Given request: Copy out the part of the rows that opens with the line containing "Can you find the person" and closes with the line containing "217], [253, 206]]", both lines included, reproducing each line without any change.
:::
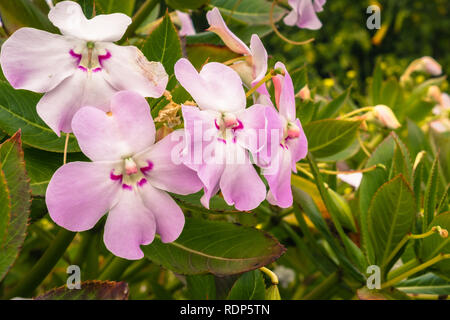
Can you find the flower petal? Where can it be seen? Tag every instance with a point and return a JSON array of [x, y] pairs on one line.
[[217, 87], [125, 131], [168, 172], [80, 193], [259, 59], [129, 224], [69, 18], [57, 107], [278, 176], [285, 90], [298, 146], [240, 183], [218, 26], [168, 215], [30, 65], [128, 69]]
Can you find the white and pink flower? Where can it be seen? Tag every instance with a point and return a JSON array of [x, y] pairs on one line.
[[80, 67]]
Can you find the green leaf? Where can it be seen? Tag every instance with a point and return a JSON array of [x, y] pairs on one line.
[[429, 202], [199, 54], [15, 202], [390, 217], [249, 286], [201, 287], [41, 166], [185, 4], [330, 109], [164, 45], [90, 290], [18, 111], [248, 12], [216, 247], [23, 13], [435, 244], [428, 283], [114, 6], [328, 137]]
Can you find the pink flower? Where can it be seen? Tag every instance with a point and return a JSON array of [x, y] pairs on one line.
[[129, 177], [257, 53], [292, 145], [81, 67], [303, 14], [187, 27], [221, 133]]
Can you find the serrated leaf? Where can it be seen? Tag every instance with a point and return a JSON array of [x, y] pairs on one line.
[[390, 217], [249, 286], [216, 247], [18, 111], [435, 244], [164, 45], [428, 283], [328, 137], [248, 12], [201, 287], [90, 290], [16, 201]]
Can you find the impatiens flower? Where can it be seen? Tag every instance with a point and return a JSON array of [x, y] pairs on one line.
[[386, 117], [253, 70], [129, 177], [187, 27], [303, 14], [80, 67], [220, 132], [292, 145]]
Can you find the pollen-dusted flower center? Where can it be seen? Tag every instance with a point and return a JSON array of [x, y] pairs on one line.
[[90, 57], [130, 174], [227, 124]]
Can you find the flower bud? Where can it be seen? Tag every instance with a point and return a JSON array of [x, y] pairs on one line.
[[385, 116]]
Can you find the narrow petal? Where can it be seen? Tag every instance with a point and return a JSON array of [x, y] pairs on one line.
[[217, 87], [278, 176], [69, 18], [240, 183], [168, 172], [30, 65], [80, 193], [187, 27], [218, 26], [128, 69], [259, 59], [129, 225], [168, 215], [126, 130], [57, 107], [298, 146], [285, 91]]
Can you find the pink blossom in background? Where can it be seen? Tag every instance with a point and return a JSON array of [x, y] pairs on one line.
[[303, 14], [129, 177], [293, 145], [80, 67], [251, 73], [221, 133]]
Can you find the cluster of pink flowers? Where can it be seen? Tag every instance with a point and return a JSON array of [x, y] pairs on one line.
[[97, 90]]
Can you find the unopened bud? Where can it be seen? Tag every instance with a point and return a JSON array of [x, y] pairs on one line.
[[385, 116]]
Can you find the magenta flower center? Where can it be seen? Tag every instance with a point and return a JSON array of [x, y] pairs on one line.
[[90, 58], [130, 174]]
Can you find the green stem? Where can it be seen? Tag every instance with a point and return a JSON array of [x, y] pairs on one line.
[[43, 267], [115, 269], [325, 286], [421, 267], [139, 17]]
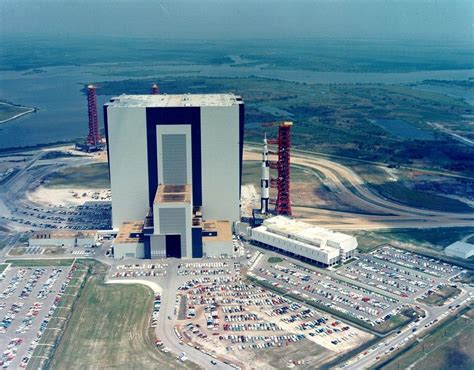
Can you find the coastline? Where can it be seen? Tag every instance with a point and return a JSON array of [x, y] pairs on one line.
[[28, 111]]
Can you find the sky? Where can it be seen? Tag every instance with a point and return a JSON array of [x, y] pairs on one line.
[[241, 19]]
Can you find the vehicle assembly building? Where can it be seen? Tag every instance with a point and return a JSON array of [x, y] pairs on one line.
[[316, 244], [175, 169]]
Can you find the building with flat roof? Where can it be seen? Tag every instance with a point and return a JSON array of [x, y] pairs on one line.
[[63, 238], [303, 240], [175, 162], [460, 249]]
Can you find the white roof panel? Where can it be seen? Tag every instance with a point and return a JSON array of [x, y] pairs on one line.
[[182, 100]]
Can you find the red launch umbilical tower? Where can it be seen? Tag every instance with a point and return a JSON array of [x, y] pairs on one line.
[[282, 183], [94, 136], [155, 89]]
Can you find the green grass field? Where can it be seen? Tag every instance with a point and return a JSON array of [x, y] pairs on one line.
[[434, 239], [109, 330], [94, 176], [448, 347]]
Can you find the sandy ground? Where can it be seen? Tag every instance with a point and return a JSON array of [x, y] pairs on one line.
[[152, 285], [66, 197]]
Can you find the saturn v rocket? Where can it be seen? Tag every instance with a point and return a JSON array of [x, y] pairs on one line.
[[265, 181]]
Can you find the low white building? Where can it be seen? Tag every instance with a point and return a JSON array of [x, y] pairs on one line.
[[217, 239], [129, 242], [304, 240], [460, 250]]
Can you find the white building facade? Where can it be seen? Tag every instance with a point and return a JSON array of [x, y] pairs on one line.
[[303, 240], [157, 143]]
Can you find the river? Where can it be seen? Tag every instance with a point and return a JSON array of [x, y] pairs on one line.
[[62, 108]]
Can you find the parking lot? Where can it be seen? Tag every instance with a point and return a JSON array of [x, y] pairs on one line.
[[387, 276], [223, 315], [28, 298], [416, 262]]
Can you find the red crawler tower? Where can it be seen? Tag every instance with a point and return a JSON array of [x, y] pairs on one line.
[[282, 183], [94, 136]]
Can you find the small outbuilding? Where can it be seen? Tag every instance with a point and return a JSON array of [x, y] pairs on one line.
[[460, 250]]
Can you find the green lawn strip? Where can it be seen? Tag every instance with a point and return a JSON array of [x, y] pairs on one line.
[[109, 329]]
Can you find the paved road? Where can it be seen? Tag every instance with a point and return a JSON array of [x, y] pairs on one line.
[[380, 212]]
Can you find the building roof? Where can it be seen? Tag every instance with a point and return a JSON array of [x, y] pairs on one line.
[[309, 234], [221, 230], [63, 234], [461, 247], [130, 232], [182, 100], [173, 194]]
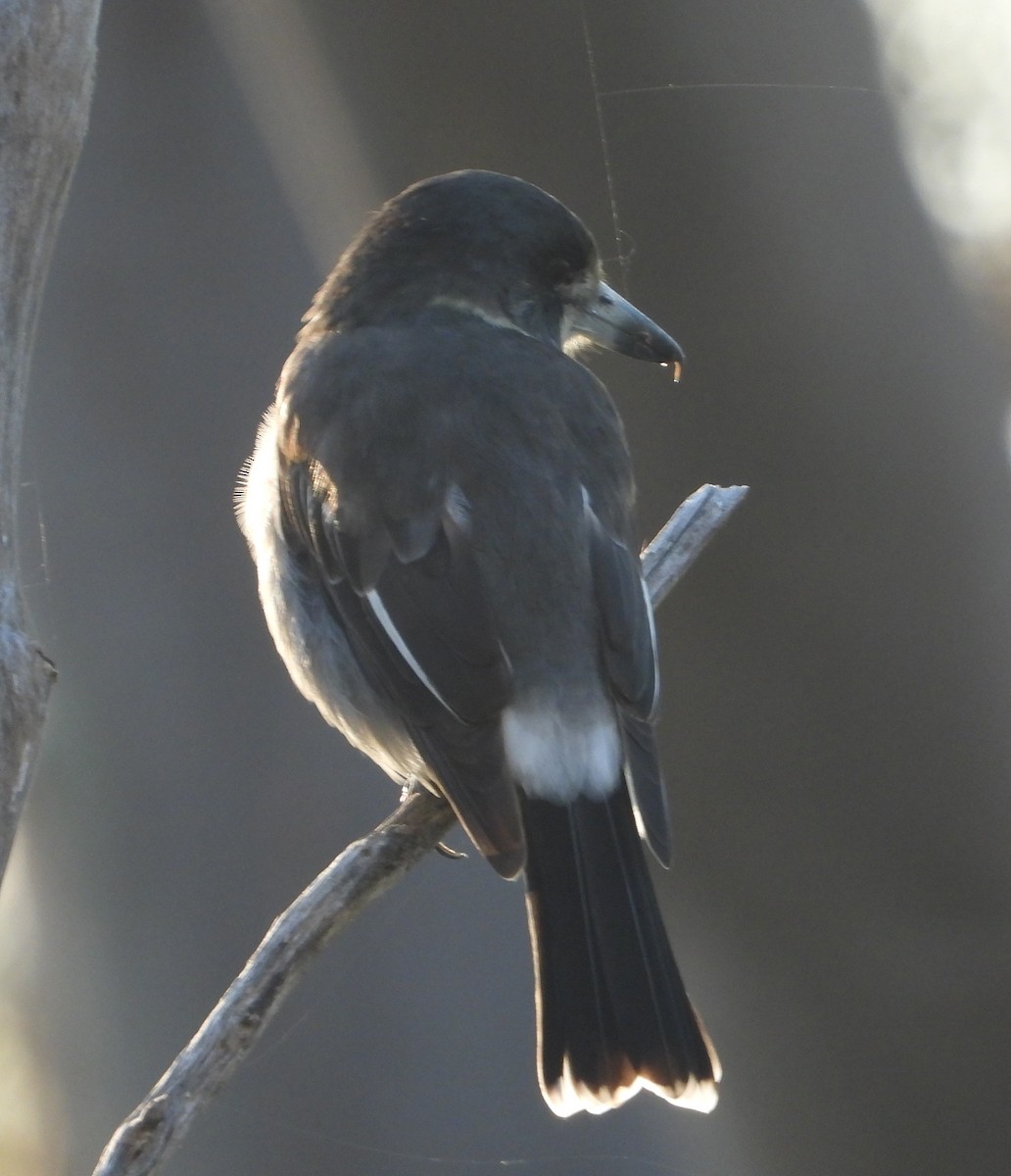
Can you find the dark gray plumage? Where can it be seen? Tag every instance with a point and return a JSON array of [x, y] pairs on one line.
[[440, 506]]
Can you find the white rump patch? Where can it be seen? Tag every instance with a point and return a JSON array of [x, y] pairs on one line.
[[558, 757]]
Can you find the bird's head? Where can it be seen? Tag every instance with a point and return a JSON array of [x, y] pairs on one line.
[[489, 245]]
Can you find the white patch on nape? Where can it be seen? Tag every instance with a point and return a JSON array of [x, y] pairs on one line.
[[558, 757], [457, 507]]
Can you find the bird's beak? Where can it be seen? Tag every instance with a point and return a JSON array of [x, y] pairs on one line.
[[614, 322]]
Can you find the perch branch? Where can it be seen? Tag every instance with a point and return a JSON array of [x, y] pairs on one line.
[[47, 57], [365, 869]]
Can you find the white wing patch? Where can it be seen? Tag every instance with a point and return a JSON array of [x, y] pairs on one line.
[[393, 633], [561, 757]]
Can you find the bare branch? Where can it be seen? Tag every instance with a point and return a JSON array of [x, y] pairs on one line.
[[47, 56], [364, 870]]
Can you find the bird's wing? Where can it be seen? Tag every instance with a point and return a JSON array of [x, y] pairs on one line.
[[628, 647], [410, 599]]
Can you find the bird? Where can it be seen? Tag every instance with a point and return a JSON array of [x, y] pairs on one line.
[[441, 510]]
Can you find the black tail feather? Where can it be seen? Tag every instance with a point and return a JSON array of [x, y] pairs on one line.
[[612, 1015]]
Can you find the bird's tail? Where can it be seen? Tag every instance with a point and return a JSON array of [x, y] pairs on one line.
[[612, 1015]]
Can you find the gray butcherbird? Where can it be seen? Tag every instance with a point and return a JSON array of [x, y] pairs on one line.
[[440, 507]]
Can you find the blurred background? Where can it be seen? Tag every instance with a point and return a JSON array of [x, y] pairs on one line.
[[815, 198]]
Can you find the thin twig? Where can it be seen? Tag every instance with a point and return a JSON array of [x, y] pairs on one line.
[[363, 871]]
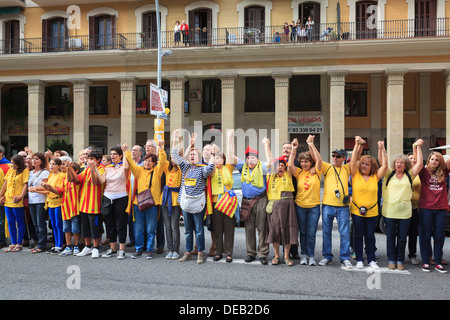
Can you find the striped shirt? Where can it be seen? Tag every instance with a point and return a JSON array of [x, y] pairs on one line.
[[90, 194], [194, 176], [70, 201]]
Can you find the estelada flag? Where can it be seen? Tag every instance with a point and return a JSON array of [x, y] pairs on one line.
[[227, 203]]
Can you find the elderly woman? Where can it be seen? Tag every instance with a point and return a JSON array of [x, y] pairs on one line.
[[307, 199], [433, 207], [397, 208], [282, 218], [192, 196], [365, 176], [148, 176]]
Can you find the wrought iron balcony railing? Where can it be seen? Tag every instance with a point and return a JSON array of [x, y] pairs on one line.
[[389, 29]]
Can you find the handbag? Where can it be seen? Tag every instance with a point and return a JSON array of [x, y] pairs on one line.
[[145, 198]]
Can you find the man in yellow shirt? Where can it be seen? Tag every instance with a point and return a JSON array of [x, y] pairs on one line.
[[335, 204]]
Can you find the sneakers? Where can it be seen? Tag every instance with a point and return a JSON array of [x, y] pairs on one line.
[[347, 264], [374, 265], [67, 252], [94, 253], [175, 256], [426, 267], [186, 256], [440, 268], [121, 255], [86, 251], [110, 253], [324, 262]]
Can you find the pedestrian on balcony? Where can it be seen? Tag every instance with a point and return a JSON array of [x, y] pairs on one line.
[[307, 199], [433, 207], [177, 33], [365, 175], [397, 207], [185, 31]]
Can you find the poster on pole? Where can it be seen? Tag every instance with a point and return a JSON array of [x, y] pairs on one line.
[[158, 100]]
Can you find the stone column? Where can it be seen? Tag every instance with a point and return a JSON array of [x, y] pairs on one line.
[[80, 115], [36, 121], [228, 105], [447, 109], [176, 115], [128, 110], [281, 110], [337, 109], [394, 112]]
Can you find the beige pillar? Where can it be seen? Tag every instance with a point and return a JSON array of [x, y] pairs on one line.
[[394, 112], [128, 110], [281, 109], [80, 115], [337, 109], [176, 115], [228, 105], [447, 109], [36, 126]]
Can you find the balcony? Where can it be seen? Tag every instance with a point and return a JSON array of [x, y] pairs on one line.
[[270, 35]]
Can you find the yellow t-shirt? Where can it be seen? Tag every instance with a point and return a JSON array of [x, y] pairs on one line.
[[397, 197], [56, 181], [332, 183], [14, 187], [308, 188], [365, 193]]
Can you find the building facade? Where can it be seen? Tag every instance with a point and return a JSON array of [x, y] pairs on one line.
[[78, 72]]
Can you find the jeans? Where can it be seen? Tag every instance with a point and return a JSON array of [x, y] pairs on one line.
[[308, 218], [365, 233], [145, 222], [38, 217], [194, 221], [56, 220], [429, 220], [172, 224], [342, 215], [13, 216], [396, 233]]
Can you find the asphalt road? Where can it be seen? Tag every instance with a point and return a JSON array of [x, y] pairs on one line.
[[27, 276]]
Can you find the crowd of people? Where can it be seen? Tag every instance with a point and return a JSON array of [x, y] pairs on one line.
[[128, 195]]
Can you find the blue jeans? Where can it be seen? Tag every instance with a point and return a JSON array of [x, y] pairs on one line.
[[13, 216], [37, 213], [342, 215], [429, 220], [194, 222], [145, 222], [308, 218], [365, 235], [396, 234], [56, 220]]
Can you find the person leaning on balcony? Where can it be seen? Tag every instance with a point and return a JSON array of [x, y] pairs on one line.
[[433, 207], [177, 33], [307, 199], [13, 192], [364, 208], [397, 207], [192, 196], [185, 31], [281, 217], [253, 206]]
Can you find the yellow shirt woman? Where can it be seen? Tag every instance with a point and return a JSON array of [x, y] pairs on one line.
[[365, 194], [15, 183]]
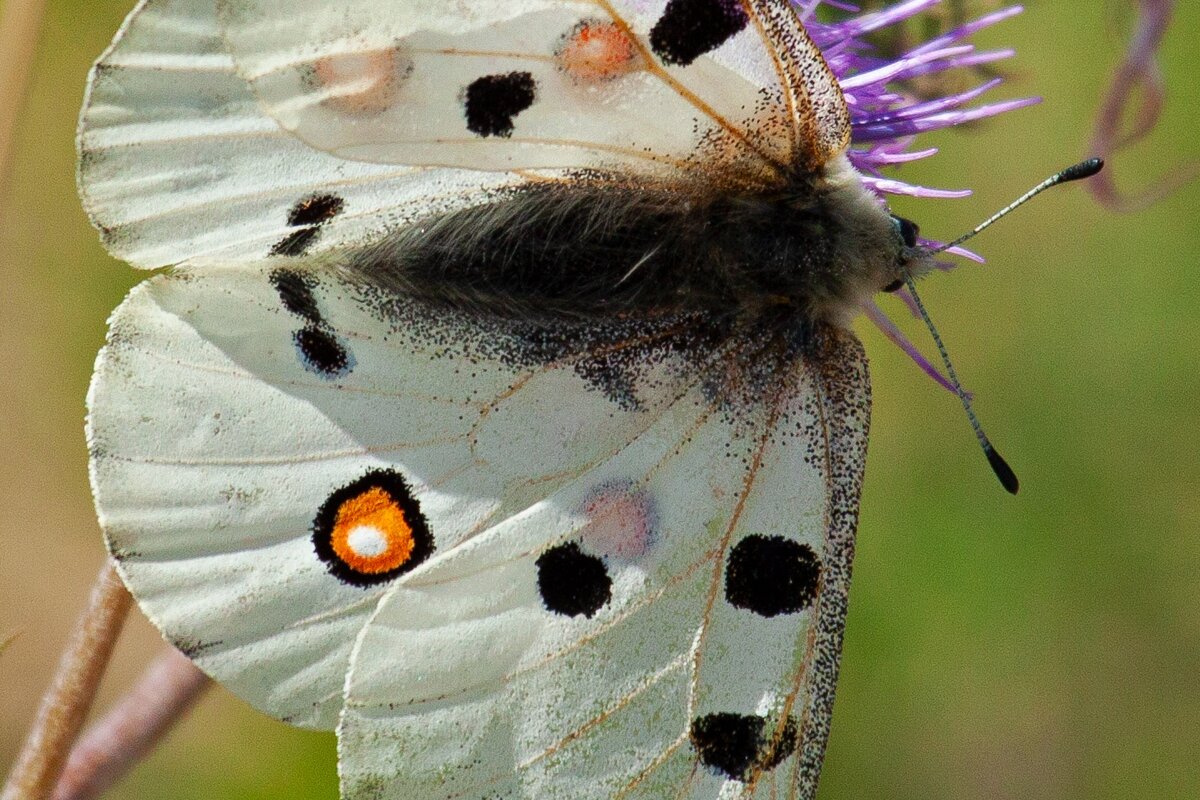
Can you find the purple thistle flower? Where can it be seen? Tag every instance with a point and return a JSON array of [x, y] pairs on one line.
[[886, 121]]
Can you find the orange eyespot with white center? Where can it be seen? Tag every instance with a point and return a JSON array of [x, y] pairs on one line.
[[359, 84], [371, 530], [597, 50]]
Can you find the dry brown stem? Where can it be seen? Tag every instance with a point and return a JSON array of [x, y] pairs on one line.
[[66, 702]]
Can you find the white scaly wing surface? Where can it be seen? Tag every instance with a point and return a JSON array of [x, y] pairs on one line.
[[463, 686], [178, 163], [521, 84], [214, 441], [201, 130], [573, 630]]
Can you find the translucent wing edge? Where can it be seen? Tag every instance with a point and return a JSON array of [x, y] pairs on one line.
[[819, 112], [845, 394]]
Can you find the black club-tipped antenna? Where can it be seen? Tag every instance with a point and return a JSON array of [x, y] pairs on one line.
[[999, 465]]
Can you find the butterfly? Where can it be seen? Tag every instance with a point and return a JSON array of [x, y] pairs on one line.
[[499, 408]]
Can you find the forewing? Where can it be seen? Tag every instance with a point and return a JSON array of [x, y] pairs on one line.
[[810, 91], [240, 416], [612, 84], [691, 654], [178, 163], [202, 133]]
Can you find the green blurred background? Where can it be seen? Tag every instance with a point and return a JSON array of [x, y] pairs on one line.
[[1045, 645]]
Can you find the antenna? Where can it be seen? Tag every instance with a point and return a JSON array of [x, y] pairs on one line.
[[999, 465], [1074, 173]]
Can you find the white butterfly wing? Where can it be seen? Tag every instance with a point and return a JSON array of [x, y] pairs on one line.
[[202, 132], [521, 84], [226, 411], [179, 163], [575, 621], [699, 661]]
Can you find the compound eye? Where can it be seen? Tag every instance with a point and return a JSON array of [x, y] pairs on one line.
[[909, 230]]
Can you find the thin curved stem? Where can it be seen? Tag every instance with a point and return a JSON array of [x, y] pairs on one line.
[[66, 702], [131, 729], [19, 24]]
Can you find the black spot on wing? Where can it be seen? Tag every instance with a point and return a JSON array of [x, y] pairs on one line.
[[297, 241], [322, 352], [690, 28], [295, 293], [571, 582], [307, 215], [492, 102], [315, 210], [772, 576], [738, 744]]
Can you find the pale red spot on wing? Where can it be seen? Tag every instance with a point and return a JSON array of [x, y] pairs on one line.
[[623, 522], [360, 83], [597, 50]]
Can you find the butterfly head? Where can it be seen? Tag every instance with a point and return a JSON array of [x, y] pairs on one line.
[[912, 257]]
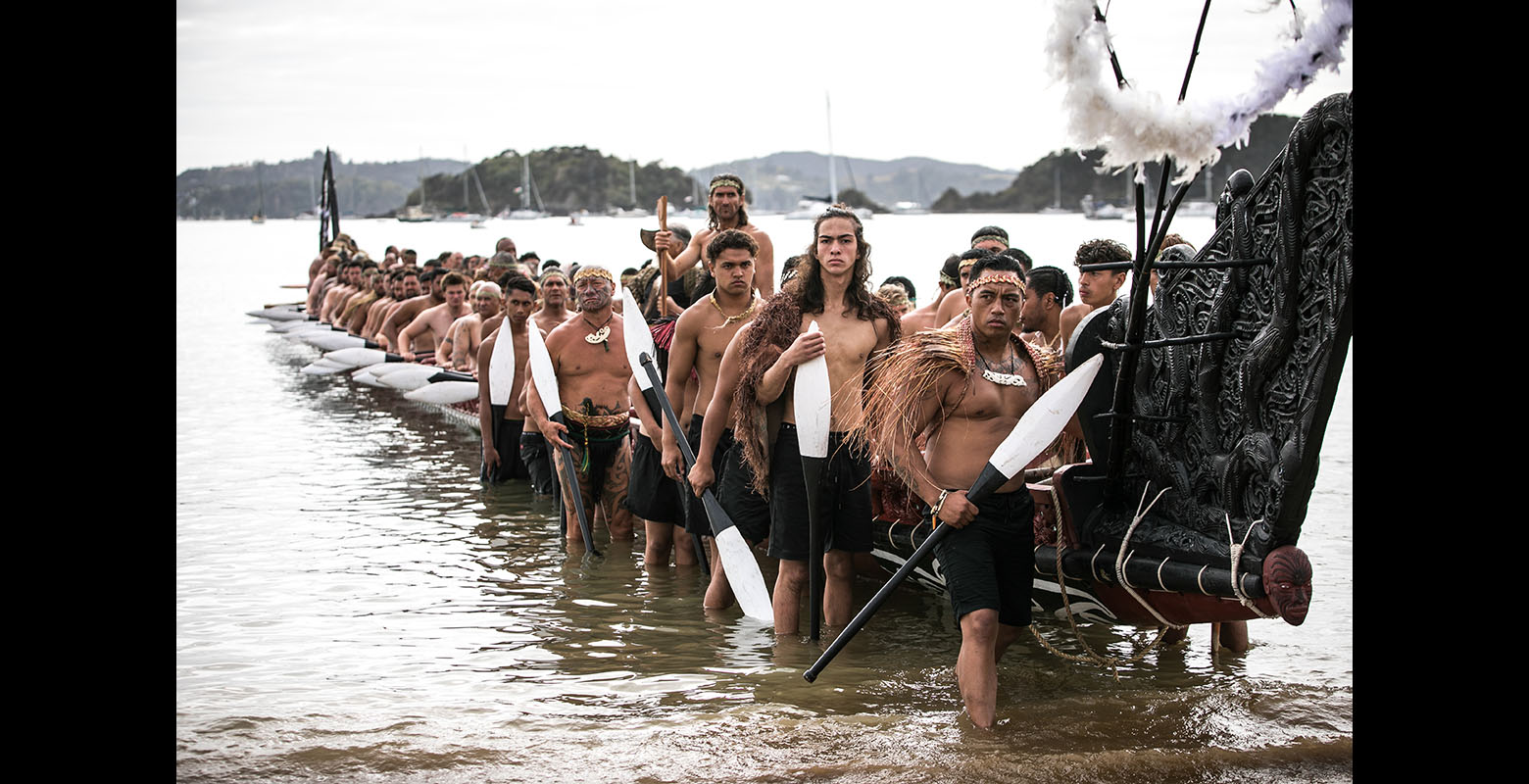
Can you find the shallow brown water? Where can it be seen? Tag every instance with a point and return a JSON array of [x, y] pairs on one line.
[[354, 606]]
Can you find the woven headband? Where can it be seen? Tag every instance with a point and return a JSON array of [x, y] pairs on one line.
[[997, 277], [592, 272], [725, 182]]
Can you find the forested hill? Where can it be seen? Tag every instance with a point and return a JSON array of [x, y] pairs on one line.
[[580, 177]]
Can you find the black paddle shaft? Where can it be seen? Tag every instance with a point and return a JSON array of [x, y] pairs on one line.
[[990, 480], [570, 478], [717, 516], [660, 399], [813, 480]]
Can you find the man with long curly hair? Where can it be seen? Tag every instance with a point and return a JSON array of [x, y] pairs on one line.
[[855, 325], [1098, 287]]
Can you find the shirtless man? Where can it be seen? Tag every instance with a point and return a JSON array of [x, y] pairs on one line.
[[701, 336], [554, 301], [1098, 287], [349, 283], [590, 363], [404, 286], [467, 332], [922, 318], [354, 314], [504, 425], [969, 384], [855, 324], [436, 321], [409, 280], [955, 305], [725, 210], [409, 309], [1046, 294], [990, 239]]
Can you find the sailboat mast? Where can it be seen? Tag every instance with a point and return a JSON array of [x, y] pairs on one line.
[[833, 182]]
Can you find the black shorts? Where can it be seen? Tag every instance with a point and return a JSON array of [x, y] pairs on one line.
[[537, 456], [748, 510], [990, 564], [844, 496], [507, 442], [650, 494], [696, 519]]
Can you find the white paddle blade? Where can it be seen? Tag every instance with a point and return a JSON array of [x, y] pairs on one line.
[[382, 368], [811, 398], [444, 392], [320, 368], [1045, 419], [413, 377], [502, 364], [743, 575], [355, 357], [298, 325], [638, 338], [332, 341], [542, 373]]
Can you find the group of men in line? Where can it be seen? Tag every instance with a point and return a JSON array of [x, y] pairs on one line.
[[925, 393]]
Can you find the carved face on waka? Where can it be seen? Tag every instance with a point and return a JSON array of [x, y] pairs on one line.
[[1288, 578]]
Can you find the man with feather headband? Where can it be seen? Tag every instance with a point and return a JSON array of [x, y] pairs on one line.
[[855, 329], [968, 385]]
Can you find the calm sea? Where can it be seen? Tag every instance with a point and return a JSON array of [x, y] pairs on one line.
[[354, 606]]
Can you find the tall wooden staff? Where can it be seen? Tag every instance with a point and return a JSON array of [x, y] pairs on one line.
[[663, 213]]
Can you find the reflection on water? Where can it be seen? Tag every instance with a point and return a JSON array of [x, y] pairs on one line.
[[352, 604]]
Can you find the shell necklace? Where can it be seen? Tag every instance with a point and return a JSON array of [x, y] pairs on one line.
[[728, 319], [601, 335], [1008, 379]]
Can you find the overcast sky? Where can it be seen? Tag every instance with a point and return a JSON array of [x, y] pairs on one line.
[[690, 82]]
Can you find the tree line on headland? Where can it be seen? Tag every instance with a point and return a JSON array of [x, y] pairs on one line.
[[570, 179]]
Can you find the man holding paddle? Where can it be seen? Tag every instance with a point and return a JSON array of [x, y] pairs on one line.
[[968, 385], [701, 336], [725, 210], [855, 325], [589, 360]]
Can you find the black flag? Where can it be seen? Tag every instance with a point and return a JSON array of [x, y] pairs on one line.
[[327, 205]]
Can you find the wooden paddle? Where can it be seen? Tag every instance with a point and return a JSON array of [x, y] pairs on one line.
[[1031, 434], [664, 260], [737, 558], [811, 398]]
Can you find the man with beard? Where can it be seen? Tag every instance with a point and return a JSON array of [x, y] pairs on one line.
:::
Answer for the task:
Can you find the person leaning on balcony? Where can it be seen? Tag every instance with a point and return a JSON array of [x, y] pairs on one line.
[[433, 207], [177, 33], [307, 199], [13, 192], [364, 208], [397, 207], [192, 196], [185, 31], [281, 217], [253, 206]]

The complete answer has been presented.